_REQUIRED WORK_
1) How would you translate this sentence from the Roots on the River article into Spanish: "In a recent phone interview, festival first-timer Melissa Ferrick was as unabashedly pumped as anyone."?
2) Return the passage of the Roots on the River article that begins at the words "The buzz of" and stops after the words "pumped as anyone.".
3) Which sentences does the Roots on the River article quote Melissa Ferrick as saying? List every one.

The buzz of excitement that has been building for weeks for the 13th Roots on the River extravaganza extends beyond local music aficionados and far-flung "Fredheads." Anticipation is high not only for fans, but for the scheduled performers as well.
In a recent phone interview, festival first-timer Melissa Ferrick was as unabashedly pumped as anyone.
"I’d be going to this even if I wasn’t playing. It is a cool opportunity to be able to be part of something I would have checked out anyway," she said.
Not only does Ferrick -- who is scheduled for Saturday at 3:15 p.m. -- love playing outdoors, she relishes the opportunity to catch the performers she doesn’t usually get to see when she is touring. "I’ve been wanting to see Red Molly for years, and they are after me. I am so excited about that."

_GIVEN RECORDS_
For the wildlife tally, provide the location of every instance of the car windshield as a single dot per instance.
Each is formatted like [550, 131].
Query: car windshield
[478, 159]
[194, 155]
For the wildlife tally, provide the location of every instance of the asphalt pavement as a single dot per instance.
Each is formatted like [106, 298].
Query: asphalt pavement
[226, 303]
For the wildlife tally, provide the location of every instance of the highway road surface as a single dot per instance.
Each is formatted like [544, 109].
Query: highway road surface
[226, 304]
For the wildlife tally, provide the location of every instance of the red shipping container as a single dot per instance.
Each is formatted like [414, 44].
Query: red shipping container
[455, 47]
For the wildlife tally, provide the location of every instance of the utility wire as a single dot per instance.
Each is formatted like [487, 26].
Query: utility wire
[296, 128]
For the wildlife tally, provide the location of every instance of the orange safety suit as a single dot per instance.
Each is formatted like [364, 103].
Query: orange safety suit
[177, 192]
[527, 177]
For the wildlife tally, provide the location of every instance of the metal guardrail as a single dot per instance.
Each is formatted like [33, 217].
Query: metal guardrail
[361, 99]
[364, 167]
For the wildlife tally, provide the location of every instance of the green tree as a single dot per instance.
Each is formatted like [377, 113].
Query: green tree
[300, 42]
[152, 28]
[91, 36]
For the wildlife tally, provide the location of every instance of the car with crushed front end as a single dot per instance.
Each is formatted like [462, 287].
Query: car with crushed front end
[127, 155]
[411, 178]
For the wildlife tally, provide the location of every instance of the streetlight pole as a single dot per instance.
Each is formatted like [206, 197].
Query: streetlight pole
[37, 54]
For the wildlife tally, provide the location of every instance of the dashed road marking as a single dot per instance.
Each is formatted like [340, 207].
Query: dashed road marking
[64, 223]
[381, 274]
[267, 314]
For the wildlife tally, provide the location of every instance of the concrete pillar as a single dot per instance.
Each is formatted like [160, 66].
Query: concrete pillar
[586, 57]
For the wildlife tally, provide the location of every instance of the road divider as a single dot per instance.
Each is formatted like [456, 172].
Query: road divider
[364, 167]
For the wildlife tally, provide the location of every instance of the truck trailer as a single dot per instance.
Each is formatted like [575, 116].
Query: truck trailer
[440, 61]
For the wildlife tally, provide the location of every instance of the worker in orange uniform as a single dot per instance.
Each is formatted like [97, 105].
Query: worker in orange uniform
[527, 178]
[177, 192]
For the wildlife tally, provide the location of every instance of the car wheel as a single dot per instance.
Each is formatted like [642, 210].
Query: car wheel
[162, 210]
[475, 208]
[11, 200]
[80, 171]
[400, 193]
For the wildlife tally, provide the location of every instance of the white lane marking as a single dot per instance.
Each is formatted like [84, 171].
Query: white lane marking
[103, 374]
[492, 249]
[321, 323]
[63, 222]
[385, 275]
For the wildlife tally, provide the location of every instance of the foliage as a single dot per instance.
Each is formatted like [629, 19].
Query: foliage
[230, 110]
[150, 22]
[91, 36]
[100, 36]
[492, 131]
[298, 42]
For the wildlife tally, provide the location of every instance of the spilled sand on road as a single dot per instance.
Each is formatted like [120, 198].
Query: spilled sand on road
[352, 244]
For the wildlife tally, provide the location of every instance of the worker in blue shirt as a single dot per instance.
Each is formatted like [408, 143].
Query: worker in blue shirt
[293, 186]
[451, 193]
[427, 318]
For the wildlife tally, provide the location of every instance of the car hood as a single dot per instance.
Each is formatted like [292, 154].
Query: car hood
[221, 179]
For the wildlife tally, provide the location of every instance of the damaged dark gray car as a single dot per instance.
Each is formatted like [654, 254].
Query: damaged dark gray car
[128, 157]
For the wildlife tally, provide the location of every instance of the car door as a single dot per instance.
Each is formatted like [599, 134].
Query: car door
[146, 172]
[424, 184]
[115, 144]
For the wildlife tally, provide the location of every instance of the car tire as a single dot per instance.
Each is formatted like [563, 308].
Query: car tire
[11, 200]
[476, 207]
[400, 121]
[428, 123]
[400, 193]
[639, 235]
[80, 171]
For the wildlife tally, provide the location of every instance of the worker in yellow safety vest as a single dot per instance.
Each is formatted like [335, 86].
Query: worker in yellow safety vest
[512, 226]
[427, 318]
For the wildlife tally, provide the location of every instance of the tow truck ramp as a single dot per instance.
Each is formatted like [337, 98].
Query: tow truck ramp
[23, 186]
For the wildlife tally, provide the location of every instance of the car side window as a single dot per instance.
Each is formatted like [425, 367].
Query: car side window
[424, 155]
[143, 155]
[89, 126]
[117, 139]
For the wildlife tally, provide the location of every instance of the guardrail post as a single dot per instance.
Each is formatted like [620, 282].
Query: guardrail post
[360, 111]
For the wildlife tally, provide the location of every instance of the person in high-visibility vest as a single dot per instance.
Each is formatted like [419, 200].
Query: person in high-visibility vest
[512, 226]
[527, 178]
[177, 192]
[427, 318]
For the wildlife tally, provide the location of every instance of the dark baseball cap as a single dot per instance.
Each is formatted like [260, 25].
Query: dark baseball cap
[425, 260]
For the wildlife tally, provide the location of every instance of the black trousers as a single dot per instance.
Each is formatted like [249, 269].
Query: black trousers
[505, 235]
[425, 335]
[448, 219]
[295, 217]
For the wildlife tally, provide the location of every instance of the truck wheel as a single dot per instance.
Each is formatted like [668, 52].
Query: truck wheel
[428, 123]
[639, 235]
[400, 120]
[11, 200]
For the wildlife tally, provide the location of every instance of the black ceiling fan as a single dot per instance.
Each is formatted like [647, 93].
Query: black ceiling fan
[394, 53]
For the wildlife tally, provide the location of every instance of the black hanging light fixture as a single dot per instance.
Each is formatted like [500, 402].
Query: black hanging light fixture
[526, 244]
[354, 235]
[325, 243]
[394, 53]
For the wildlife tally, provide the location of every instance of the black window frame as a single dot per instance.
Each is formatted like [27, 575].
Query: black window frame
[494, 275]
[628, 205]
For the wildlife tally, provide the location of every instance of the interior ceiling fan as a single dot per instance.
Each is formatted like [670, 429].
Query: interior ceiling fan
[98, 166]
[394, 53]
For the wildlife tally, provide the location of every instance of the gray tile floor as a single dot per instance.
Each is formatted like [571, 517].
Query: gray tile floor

_LIST OF ANSWERS_
1) En una entrevista telefónica reciente, Melissa Ferrick, que participa por primera vez en el festival, se mostró tan abiertamente entusiasmada como cualquiera.

2)
The buzz of excitement that has been building for weeks for the 13th Roots on the River extravaganza extends beyond local music aficionados and far-flung "Fredheads." Anticipation is high not only for fans, but for the scheduled performers as well.
In a recent phone interview, festival first-timer Melissa Ferrick was as unabashedly pumped as anyone.

3)
- I’d be going to this even if I wasn’t playing.
- It is a cool opportunity to be able to be part of something I would have checked out anyway
- I’ve been wanting to see Red Molly for years, and they are after me.
- I am so excited about that.